Retype the line containing "sand, marking a point on it" and each later line through the end of the listing, exactly as written, with no other lines.
+++ Materials provided
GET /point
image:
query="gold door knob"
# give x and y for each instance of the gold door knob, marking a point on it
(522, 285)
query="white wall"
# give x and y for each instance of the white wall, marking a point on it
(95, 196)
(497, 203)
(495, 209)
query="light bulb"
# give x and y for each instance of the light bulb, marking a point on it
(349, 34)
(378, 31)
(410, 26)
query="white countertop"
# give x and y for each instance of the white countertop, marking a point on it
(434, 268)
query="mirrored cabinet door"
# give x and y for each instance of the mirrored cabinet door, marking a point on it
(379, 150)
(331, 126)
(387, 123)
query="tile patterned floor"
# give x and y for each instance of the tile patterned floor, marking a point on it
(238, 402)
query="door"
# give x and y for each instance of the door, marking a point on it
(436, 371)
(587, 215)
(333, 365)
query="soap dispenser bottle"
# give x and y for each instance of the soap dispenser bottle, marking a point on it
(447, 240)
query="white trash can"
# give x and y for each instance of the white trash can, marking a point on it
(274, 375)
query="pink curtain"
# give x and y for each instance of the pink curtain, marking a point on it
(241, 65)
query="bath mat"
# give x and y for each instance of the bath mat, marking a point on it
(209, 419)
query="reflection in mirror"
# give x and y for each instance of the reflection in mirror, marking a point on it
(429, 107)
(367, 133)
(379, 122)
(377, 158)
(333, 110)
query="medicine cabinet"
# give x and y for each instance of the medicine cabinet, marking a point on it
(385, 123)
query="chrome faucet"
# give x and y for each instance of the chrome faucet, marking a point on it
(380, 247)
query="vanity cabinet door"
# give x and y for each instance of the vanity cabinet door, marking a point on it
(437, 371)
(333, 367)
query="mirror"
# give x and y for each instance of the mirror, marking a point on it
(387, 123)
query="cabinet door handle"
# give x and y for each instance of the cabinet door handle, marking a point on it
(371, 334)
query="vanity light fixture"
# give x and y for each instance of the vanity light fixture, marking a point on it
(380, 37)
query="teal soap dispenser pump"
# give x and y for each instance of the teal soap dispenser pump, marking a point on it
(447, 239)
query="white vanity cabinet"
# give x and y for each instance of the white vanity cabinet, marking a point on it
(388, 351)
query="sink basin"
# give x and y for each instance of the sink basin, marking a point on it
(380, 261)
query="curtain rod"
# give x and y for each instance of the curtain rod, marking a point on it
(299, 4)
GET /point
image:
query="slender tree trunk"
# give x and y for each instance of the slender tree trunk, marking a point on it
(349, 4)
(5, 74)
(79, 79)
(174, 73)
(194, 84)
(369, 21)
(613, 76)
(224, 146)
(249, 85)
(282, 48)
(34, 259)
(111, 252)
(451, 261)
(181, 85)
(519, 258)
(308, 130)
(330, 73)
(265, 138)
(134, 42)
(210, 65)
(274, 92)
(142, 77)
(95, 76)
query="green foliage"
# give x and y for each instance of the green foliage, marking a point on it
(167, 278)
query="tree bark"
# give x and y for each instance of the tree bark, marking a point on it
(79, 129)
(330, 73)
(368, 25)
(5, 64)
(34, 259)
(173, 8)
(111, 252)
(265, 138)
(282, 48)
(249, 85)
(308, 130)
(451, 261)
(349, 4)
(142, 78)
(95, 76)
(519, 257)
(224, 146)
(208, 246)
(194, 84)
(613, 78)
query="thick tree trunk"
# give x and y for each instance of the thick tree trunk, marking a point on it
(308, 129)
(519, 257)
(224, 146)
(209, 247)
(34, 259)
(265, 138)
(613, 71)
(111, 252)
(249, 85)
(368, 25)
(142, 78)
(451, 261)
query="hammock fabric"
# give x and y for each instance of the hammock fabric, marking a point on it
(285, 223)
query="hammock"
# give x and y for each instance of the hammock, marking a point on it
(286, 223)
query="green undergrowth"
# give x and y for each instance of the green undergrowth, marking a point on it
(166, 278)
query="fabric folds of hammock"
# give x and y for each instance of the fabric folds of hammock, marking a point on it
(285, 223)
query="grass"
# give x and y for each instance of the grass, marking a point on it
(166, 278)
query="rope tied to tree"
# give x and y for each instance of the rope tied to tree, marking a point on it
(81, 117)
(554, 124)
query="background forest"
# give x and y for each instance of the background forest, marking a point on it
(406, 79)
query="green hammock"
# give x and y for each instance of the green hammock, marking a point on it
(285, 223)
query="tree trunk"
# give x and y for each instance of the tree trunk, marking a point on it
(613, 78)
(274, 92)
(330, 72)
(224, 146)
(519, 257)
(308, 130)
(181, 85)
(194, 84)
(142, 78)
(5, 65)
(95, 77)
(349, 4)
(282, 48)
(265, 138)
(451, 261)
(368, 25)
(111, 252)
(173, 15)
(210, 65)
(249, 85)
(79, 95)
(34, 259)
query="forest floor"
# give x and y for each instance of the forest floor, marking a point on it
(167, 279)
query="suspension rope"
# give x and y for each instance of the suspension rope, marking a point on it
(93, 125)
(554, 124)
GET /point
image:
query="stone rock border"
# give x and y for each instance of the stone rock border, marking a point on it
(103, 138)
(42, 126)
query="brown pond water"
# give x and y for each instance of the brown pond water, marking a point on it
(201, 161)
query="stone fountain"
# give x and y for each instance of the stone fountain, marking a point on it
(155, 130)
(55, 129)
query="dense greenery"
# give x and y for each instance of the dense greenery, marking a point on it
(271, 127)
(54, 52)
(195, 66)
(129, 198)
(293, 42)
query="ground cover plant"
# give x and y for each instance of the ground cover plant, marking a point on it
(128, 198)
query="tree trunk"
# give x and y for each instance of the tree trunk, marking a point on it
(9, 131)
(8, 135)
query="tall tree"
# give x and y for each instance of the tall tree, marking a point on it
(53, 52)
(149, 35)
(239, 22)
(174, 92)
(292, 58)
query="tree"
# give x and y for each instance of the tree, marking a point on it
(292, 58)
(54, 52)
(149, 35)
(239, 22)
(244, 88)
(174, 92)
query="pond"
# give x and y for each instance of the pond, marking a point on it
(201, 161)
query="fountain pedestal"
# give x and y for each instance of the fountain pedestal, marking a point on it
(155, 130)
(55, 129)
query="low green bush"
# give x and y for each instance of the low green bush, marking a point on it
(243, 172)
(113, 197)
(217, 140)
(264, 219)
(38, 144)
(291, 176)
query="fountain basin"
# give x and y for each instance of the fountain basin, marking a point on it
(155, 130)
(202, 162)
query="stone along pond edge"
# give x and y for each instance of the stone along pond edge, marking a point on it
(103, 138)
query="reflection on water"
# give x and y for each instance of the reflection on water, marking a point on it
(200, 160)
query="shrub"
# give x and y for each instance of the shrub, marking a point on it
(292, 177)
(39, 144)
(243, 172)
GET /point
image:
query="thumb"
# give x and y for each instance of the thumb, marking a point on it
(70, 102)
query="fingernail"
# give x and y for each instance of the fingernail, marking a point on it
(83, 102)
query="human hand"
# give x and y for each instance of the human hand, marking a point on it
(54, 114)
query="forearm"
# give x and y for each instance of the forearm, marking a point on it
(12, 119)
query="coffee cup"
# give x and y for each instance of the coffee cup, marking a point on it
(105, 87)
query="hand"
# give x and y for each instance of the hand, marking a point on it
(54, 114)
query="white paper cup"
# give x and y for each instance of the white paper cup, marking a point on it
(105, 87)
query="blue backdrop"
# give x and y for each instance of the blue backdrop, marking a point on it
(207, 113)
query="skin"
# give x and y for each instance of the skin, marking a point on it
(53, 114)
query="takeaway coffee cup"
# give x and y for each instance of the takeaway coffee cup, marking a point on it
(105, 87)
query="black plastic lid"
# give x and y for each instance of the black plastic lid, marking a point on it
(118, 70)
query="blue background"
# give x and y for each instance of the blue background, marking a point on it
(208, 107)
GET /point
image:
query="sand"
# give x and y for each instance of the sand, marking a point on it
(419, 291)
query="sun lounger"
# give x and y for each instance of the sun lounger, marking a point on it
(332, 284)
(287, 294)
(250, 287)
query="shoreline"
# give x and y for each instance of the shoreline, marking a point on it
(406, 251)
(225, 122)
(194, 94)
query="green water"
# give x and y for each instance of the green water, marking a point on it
++++++
(Answer section)
# give x and y for each instance of the sand, marking a point on it
(419, 291)
query="sun lounger"
# give x and y for each instance of the sun lounger, marking a point on it
(332, 284)
(287, 294)
(250, 287)
query="shoreline"
# give x and y for each instance of the shoreline, marking a point on it
(406, 251)
(225, 122)
(194, 94)
query="green water"
# give x and y for each instance of the green water, marking a point on it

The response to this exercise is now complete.